→ What you should do:
Transcribe the part of the NNI kubeflow mode setup notes starting with "Now NNI supports" and going on through "in kubernetes cluster.".

Now NNI supports running experiment on Kubeflow, called kubeflow mode. Before starting to use NNI kubeflow mode, you should have a kubernetes cluster, either on-prem or Azure Kubernetes Service(AKS), a Ubuntu machine on which kubeconfig is setup to connect to your kubernetes cluster. If you are not familiar with kubernetes, here is a good start. In kubeflow mode, your trial program will run as kubeflow job in kubernetes cluster.
-
A Kubernetes cluster using Kubernetes 1.8 or later. Follow this guideline to set up Kubernetes
-
Download, set up, and deploy Kubelow to your Kubernetes cluster. Follow this guideline to set up Kubeflow
-
Prepare a kubeconfig file, which will be used by NNI to interact with your kubernetes API server. By default, NNI manager will use $(HOME)/.kube/config as kubeconfig file's path. You can also specify other kubeconfig files by setting the KUBECONFIG environment variable. Refer this guideline to learn more about kubeconfig.

→ Dataset content:
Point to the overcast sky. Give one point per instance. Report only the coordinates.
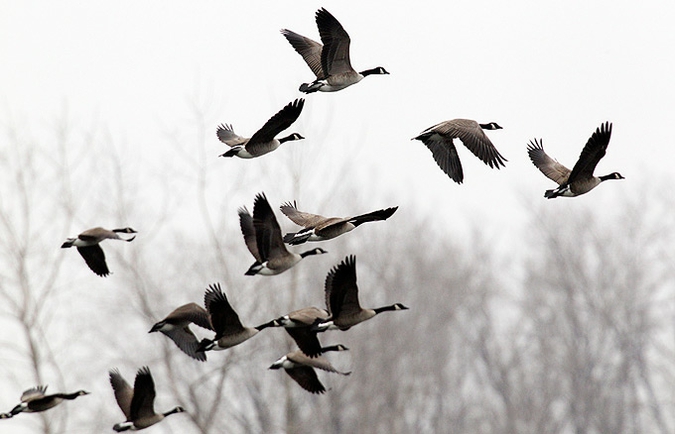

→ Exercise response:
Now NNI supports running experiment on Kubeflow, called kubeflow mode. Before starting to use NNI kubeflow mode, you should have a kubernetes cluster, either on-prem or Azure Kubernetes Service(AKS), a Ubuntu machine on which kubeconfig is setup to connect to your kubernetes cluster. If you are not familiar with kubernetes, here is a good start. In kubeflow mode, your trial program will run as kubeflow job in kubernetes cluster.